---------- DATA EXCERPTS ----------

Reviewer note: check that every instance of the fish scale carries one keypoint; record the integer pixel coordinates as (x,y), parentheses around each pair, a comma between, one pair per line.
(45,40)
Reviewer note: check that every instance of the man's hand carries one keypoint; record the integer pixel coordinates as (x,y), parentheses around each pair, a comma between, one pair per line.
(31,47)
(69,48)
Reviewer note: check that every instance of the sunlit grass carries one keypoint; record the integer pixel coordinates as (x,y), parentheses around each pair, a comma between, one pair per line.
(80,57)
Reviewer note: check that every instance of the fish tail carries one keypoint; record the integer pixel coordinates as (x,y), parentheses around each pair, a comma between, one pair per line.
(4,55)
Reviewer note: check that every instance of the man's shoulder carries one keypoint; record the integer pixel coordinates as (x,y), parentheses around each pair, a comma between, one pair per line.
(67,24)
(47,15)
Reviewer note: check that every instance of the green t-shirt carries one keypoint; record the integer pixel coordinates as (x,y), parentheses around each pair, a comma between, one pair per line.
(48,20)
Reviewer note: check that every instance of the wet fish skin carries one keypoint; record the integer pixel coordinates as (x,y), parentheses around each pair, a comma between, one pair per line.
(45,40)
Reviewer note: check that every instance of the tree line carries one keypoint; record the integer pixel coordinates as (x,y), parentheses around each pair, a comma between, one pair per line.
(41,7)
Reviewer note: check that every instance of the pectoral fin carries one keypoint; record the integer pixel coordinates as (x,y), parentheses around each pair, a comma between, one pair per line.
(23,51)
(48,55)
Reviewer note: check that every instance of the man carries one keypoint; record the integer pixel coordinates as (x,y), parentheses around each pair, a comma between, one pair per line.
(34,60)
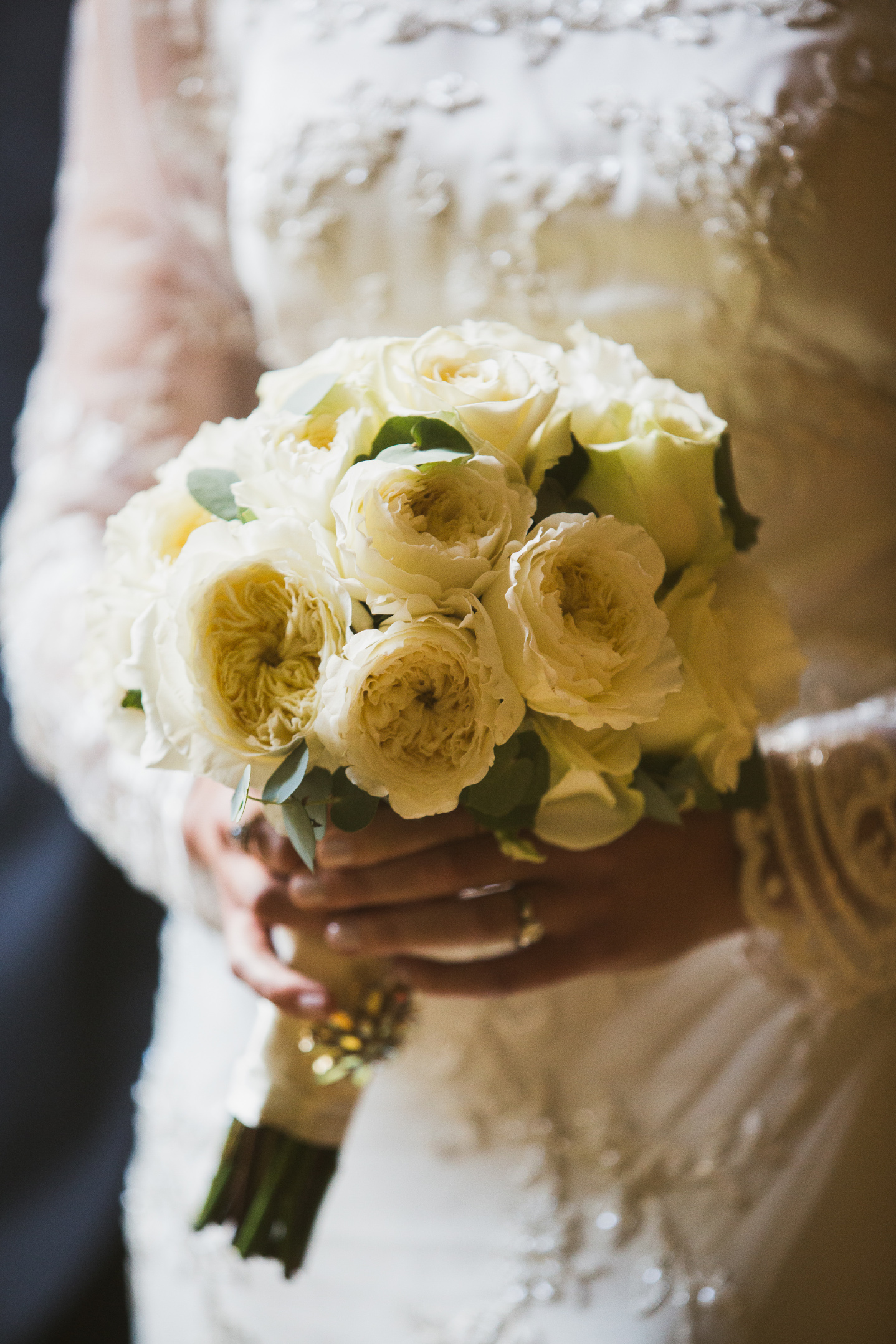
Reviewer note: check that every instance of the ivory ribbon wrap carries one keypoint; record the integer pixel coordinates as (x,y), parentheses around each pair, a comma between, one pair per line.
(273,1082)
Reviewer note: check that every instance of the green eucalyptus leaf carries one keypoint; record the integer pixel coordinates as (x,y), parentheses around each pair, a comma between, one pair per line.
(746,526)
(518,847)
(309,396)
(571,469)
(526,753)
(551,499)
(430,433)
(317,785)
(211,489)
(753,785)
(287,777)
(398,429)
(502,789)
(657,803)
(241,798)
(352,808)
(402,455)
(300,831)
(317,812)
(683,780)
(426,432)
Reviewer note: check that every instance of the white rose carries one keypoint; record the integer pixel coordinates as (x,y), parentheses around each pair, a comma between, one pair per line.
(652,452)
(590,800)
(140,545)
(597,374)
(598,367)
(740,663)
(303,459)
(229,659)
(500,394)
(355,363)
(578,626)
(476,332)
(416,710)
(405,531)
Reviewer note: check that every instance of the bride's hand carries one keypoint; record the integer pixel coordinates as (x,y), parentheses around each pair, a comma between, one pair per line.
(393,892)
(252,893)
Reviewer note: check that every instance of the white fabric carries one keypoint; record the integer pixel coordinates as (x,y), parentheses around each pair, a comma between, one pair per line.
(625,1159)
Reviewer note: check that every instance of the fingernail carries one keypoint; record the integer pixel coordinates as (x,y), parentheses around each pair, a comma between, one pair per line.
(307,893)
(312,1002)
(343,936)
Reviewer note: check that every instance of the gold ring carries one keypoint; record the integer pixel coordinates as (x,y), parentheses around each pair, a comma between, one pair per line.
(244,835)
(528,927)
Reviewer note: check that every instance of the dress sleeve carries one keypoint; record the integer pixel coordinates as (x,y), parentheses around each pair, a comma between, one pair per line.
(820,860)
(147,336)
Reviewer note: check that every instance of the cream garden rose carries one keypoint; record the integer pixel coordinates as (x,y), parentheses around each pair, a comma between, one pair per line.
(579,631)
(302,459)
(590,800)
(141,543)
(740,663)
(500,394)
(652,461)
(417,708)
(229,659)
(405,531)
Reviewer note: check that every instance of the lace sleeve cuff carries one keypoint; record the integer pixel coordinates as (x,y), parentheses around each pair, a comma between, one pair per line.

----------

WHAT THE EXERCISE ASKS:
Recast all of the data above as a numbered list, omitting any blank lines. Leave the pictures out of your answer.

SOLVED EXERCISE:
1. Reviewer note: check that every instance of the fish scale carries one keypoint; record the integer pixel coordinates as (x,y), parentheses around each pair, a comma between, one pair per line.
2. (45,40)
3. Reviewer note: check that every instance of the man's hand carries one keypoint; record the integer pixel coordinates as (x,y), parentheses around each pair, a comma between, one pair per line.
4. (31,47)
5. (69,48)
6. Reviewer note: check that every instance of the sunlit grass carries one keypoint; record the integer pixel coordinates as (x,y), parentheses around each pair, a comma between, one pair per line.
7. (80,57)
8. Reviewer note: check that every instance of the fish tail carries one keypoint; record the integer pixel coordinates as (x,y), parentheses around each pair, a comma between, one pair per line.
9. (4,55)
10. Reviewer note: check that every instance of the man's shoulder carries one keypoint; record the integer pixel coordinates as (x,y), parentheses around each pair, a comma between, one pair per line.
11. (67,24)
12. (47,15)
13. Reviewer note: check that every instance of the green t-shirt carries one keypoint; record the integer pixel coordinates as (x,y), parentheses around each pair, a comma between, one pair per line.
14. (48,20)
15. Reviewer note: check that every instance of the wet fish skin carries one keypoint; record the integer pixel coordinates as (x,y), parentheses around each pair, a comma between, one pair per line.
16. (45,40)
17. Reviewer note: check that every instance of the tree line carries one keypoint; record the integer pixel coordinates as (x,y), parentheses around each pair, a comma between, one pair per line.
18. (41,7)
19. Reviewer note: check that every instance of the pectoral fin carries one keypoint; record the integer pixel coordinates as (x,y), parentheses around each pair, a comma between, one pair per line.
20. (23,51)
21. (48,55)
22. Reviewer note: check that every instance of the man carries one keypoint; record the integer pixel coordinates as (x,y), parentheses around each pair, a comma between, one pair per line.
23. (34,60)
24. Reviewer note: check that every instance of the ivory ribbon wrap carries one keypoint; record the integer pixel coordinates as (x,y), parentheses around each pair, a comma between, one pair per line.
25. (273,1082)
26. Reviewer note: check that every instance of the green eucalyptus leaf carries one keypoint; record the integer pixel coordinates as (x,y), parentheses around each pair, a comma between, one pair per line.
27. (746,526)
28. (518,847)
29. (309,396)
30. (571,469)
31. (526,753)
32. (551,499)
33. (430,433)
34. (317,785)
35. (211,489)
36. (753,785)
37. (287,777)
38. (398,429)
39. (502,789)
40. (657,803)
41. (241,798)
42. (352,808)
43. (402,455)
44. (300,831)
45. (317,812)
46. (683,780)
47. (426,432)
48. Reviewer note: check that every instance of the white rose carries one keypoint; record the integer pixel coordinates as (x,y), parentheses around each pair, a comma between, one pair per line.
49. (652,452)
50. (590,800)
51. (140,545)
52. (597,374)
53. (598,367)
54. (740,663)
55. (303,459)
56. (229,659)
57. (500,394)
58. (355,363)
59. (578,626)
60. (476,332)
61. (416,710)
62. (405,531)
63. Reviewer note: check that every instance of the bride's hand carries one keypoint; record the integer pixel coordinates as (x,y), parentheses around each pair, a comma between, one pair per line.
64. (393,892)
65. (252,893)
66. Reviewer note: check that every instance of the white fabric carries one keypoint; record the integer pixel coordinates as (x,y), parentheses around each pair, a comma between, one pair per line.
67. (625,1159)
68. Reviewer note: check that every instance of the fingernail carries one keypoint; record the integer pixel coordinates as (x,y), parentheses around each pair, a comma between, one pair per line.
69. (307,893)
70. (312,1002)
71. (343,936)
72. Reviewer note: check that every instance of the gold ring carries one keypoint; record the integer pixel coordinates as (x,y), parentheses around each pair, a comma between, one pair per line.
73. (244,835)
74. (528,927)
75. Reviewer note: check that every instance of the dress sleeve carries one keypoint; record the integer pixel coordinates as (x,y), parentheses around each pair, a comma between, one pair per line.
76. (820,860)
77. (147,336)
78. Reviewer note: check that every instance of the cream garden rose carries one keypoint; record the integer pixel coordinates as (x,y), parentheses around each pair, a comma between, one pair per line.
79. (579,631)
80. (302,459)
81. (590,800)
82. (141,543)
83. (740,663)
84. (500,394)
85. (652,461)
86. (417,708)
87. (229,659)
88. (405,531)
89. Reviewer note: check that every instance of the lace sleeve cuff carries one keypoint; record the integer pixel coordinates as (x,y), parentheses around each pair, a comma between, one pair per line.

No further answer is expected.